Excerpts of location labeling data:
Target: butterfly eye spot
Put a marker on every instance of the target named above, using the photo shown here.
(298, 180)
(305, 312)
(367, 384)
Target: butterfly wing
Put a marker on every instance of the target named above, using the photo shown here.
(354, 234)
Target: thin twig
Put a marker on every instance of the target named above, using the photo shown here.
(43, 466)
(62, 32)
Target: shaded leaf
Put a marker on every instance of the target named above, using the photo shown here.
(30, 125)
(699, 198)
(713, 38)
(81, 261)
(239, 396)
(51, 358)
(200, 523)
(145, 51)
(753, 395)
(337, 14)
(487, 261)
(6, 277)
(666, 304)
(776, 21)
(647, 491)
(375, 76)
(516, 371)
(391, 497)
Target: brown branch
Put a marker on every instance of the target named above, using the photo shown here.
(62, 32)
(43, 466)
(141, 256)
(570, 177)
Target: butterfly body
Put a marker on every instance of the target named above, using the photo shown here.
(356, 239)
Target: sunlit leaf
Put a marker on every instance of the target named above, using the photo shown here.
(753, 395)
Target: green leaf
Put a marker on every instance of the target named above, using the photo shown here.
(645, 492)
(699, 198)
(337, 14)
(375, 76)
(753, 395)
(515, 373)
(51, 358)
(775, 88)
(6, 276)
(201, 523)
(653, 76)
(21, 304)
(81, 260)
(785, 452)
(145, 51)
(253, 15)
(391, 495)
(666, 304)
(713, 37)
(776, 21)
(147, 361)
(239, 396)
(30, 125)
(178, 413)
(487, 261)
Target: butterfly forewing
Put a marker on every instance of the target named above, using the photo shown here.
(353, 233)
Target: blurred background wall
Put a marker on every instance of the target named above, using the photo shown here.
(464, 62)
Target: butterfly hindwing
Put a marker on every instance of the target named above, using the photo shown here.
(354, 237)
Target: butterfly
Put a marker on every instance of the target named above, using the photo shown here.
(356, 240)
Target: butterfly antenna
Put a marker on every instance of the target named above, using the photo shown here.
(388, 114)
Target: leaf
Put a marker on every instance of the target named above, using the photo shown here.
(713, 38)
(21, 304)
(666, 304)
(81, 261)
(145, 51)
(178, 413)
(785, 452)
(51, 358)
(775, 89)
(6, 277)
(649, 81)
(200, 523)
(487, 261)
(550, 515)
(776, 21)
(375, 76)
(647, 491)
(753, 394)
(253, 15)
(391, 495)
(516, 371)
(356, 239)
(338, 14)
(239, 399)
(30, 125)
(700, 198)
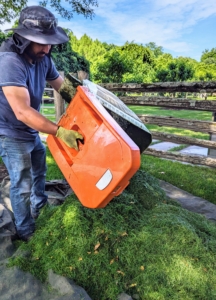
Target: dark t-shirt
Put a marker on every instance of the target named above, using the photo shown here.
(15, 70)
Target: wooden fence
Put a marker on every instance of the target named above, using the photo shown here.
(171, 103)
(175, 103)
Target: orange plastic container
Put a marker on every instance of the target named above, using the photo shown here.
(107, 158)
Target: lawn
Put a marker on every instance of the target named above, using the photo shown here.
(183, 114)
(141, 243)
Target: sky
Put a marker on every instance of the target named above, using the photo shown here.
(181, 27)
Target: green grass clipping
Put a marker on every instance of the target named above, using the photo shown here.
(141, 243)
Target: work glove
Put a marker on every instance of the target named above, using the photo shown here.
(70, 83)
(69, 137)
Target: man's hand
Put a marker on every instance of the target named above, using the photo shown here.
(69, 137)
(70, 83)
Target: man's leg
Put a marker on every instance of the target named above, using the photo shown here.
(16, 155)
(38, 159)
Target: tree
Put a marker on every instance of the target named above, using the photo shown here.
(11, 8)
(157, 50)
(209, 57)
(112, 67)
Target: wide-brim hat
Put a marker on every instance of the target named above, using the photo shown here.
(38, 24)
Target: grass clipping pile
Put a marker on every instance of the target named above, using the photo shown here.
(141, 243)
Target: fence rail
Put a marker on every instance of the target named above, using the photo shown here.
(175, 103)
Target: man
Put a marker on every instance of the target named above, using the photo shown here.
(25, 66)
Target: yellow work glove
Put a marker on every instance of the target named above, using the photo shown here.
(69, 137)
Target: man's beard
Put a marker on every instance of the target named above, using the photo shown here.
(36, 57)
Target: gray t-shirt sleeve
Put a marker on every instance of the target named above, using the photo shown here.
(52, 73)
(12, 71)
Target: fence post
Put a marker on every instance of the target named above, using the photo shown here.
(212, 152)
(59, 102)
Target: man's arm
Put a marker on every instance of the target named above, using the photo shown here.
(56, 84)
(19, 100)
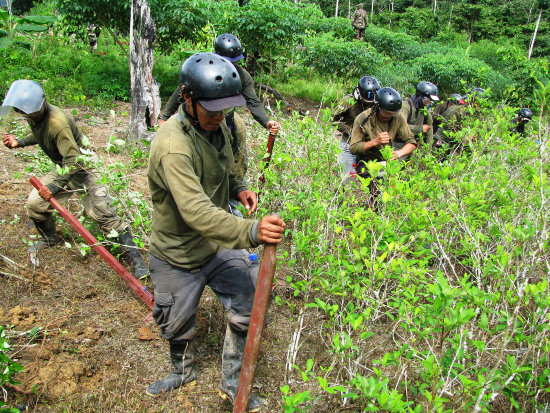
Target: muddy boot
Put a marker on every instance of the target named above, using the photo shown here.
(140, 268)
(49, 236)
(232, 357)
(181, 357)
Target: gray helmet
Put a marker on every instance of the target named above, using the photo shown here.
(427, 89)
(25, 95)
(457, 99)
(525, 114)
(368, 86)
(389, 99)
(228, 46)
(212, 81)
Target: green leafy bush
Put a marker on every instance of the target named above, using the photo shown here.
(334, 57)
(339, 26)
(449, 72)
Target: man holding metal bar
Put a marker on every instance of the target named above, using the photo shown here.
(194, 240)
(61, 140)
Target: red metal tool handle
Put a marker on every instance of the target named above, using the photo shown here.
(256, 328)
(128, 278)
(267, 157)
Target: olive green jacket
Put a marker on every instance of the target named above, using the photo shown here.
(190, 180)
(60, 139)
(351, 108)
(238, 147)
(364, 131)
(416, 118)
(252, 101)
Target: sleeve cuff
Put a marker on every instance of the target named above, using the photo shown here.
(254, 233)
(54, 189)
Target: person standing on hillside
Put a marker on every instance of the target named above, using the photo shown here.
(380, 126)
(229, 47)
(518, 124)
(362, 98)
(60, 139)
(417, 112)
(377, 127)
(359, 22)
(194, 240)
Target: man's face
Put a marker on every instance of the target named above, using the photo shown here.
(209, 121)
(35, 116)
(385, 115)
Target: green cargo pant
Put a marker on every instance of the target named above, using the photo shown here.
(94, 198)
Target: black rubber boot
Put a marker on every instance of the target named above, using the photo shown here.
(181, 357)
(49, 236)
(140, 268)
(232, 357)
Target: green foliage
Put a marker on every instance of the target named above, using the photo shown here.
(271, 28)
(8, 368)
(339, 26)
(338, 58)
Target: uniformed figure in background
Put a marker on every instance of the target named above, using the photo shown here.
(359, 22)
(448, 116)
(363, 98)
(61, 140)
(380, 126)
(520, 121)
(93, 34)
(194, 240)
(416, 110)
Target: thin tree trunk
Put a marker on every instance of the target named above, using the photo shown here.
(534, 35)
(144, 90)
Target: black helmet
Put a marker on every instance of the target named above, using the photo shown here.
(457, 99)
(368, 86)
(25, 95)
(228, 46)
(525, 114)
(427, 89)
(212, 81)
(389, 99)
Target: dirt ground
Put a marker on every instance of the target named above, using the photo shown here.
(83, 336)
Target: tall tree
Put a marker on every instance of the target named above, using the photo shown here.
(144, 90)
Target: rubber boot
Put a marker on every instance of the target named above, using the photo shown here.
(181, 357)
(49, 236)
(232, 357)
(140, 268)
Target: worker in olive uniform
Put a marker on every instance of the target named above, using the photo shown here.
(228, 46)
(518, 124)
(363, 98)
(449, 117)
(194, 240)
(60, 139)
(359, 22)
(380, 126)
(416, 110)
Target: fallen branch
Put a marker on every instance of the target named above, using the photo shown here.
(10, 261)
(7, 274)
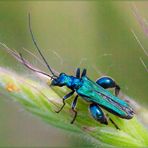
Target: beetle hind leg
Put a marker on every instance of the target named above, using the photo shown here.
(64, 98)
(73, 109)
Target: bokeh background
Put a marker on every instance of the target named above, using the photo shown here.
(107, 38)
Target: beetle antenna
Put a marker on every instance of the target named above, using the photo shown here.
(31, 68)
(37, 47)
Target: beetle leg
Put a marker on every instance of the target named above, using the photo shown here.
(78, 73)
(116, 126)
(97, 113)
(64, 98)
(107, 82)
(73, 109)
(83, 73)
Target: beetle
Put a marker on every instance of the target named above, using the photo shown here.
(95, 93)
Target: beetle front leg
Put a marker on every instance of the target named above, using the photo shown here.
(107, 82)
(78, 72)
(73, 109)
(64, 98)
(84, 73)
(97, 113)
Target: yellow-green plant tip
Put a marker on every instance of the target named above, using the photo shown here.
(42, 101)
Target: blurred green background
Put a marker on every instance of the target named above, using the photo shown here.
(92, 35)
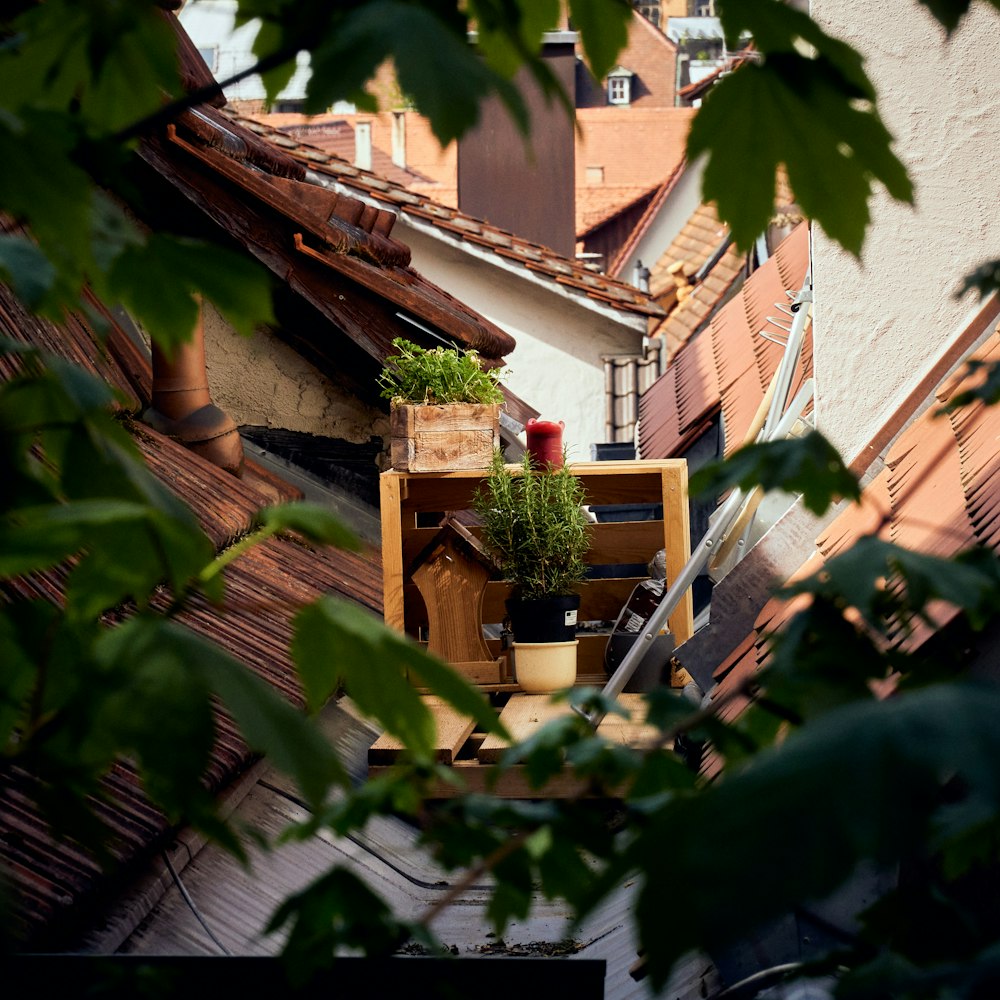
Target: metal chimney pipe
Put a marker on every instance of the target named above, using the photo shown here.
(183, 409)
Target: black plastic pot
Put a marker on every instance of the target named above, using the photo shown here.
(544, 619)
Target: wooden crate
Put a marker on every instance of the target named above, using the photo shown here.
(432, 438)
(413, 503)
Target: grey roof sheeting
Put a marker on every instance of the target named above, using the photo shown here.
(236, 902)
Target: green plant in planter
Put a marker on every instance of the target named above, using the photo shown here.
(534, 527)
(440, 375)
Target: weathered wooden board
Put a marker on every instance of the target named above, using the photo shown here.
(430, 438)
(523, 715)
(453, 729)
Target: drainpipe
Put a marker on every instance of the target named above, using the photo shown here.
(183, 409)
(399, 138)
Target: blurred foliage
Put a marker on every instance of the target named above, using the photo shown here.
(820, 775)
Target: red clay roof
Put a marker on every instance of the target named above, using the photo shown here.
(572, 277)
(50, 877)
(729, 365)
(938, 494)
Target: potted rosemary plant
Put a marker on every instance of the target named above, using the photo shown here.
(445, 408)
(535, 529)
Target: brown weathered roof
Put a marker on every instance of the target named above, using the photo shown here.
(729, 365)
(689, 302)
(545, 264)
(322, 243)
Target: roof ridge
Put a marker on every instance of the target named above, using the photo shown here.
(536, 258)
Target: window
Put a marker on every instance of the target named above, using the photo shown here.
(619, 86)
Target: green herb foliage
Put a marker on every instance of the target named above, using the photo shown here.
(910, 784)
(534, 527)
(440, 375)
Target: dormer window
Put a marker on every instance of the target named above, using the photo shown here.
(620, 85)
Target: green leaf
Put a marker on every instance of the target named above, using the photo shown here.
(857, 579)
(818, 125)
(20, 668)
(986, 376)
(339, 642)
(861, 782)
(335, 911)
(809, 465)
(345, 59)
(268, 41)
(985, 280)
(314, 522)
(948, 13)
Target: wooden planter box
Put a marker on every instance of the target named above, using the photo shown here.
(455, 437)
(413, 504)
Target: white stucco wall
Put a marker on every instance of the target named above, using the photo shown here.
(557, 366)
(879, 324)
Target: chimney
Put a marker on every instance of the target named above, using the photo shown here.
(363, 145)
(183, 409)
(399, 139)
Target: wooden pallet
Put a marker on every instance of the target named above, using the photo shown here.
(474, 755)
(413, 505)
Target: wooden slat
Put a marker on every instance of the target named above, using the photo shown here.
(678, 534)
(600, 600)
(523, 715)
(632, 731)
(453, 730)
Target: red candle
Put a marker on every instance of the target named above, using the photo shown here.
(545, 442)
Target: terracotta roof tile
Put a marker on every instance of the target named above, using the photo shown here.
(938, 494)
(541, 261)
(729, 364)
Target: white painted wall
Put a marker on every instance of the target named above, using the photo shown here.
(880, 323)
(557, 366)
(211, 24)
(681, 204)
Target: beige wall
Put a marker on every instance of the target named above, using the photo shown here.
(880, 323)
(557, 366)
(260, 380)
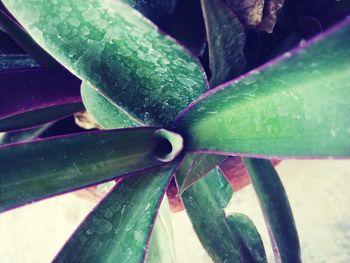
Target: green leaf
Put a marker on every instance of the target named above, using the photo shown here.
(162, 246)
(43, 168)
(106, 113)
(226, 39)
(22, 38)
(17, 61)
(111, 46)
(23, 135)
(158, 11)
(244, 227)
(204, 202)
(118, 229)
(295, 106)
(277, 212)
(39, 116)
(202, 164)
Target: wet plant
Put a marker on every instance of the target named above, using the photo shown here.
(160, 120)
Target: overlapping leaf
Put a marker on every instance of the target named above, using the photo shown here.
(43, 168)
(295, 106)
(119, 228)
(226, 39)
(277, 212)
(204, 202)
(36, 95)
(124, 56)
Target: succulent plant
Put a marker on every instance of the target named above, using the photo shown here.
(159, 119)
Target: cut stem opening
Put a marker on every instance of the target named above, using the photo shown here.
(168, 145)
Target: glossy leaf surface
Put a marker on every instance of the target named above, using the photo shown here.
(22, 136)
(226, 39)
(111, 46)
(66, 163)
(158, 11)
(244, 227)
(39, 116)
(276, 209)
(19, 34)
(34, 96)
(106, 113)
(162, 246)
(204, 202)
(17, 61)
(201, 165)
(295, 106)
(118, 229)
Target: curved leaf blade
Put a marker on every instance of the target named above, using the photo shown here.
(244, 227)
(106, 113)
(200, 167)
(39, 116)
(276, 209)
(67, 163)
(226, 40)
(158, 11)
(22, 136)
(118, 229)
(18, 33)
(34, 96)
(16, 61)
(204, 202)
(162, 247)
(125, 56)
(296, 106)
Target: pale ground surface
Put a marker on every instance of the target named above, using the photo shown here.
(319, 192)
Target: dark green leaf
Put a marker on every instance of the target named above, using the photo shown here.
(162, 246)
(118, 229)
(110, 45)
(202, 164)
(18, 33)
(204, 202)
(106, 113)
(22, 136)
(277, 212)
(158, 11)
(43, 168)
(244, 227)
(226, 39)
(35, 95)
(18, 61)
(39, 116)
(295, 106)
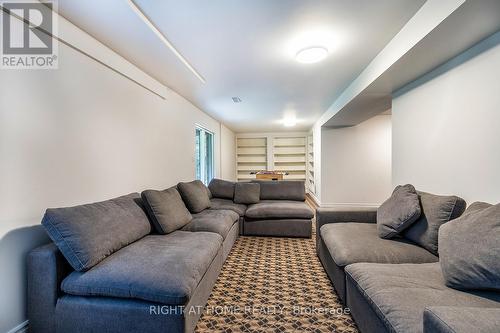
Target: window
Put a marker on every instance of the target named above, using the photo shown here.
(204, 155)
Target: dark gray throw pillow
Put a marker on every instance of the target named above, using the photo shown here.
(398, 212)
(221, 188)
(87, 234)
(166, 209)
(436, 211)
(247, 193)
(469, 249)
(195, 195)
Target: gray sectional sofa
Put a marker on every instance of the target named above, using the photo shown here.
(279, 210)
(401, 284)
(147, 262)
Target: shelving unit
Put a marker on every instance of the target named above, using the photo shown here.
(289, 155)
(310, 184)
(251, 156)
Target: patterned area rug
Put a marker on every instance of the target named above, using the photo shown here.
(274, 285)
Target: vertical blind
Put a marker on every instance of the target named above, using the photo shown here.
(204, 155)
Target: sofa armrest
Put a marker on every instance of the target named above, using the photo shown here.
(47, 267)
(454, 319)
(336, 215)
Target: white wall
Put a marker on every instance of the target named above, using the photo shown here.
(356, 163)
(446, 127)
(80, 134)
(228, 156)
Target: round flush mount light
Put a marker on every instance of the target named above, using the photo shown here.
(311, 55)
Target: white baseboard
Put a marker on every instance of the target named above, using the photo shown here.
(349, 205)
(21, 328)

OBJECTIVE: From the line containing "Target: dark green leaf" down to the last line of the data, print every line exactly and nothing else. Pictures stay out of the copy.

RIGHT ANSWER:
Target: dark green leaf
Put a marker on every instance of the target named above, using the photo shown here.
(162, 246)
(118, 229)
(110, 45)
(202, 164)
(18, 33)
(204, 202)
(106, 113)
(22, 136)
(277, 212)
(158, 11)
(43, 168)
(244, 227)
(226, 39)
(35, 95)
(18, 61)
(39, 116)
(295, 106)
Target: window
Put a marker on every instance of the target named above, using the photo shown here.
(204, 155)
Target: dark gray throw pillow
Put a marker on every instance of the target named above, using the photo shown here.
(398, 212)
(221, 188)
(87, 234)
(166, 209)
(436, 211)
(247, 193)
(469, 249)
(195, 195)
Target: gray sectional sofa
Put a marker on every instance of the target named above, using the photo shown here.
(279, 210)
(401, 284)
(147, 262)
Target: shelving unit
Put a marker on every instance of the target named above, using the photo shown here.
(289, 155)
(310, 184)
(251, 156)
Target: patterned area rug
Put a marker on every instance of the target named above, using the photo shown here.
(274, 285)
Target: vertical blind
Put a marker on every instance of the target named above, using the photo shown here.
(204, 155)
Target: sofa armrest
Put a marker on every instance of the target named above, using the photo shown here.
(47, 267)
(454, 319)
(336, 215)
Target: white wall
Put a marker on every instance of the target named above, using the photo shown here.
(356, 163)
(446, 127)
(80, 134)
(228, 156)
Target: round flush mount light
Put a marker on every instance of the target named above, using the photo shown here.
(311, 55)
Target: white baseboard
Put a marker on every instance of the target named above, using the photo shown here.
(349, 205)
(21, 328)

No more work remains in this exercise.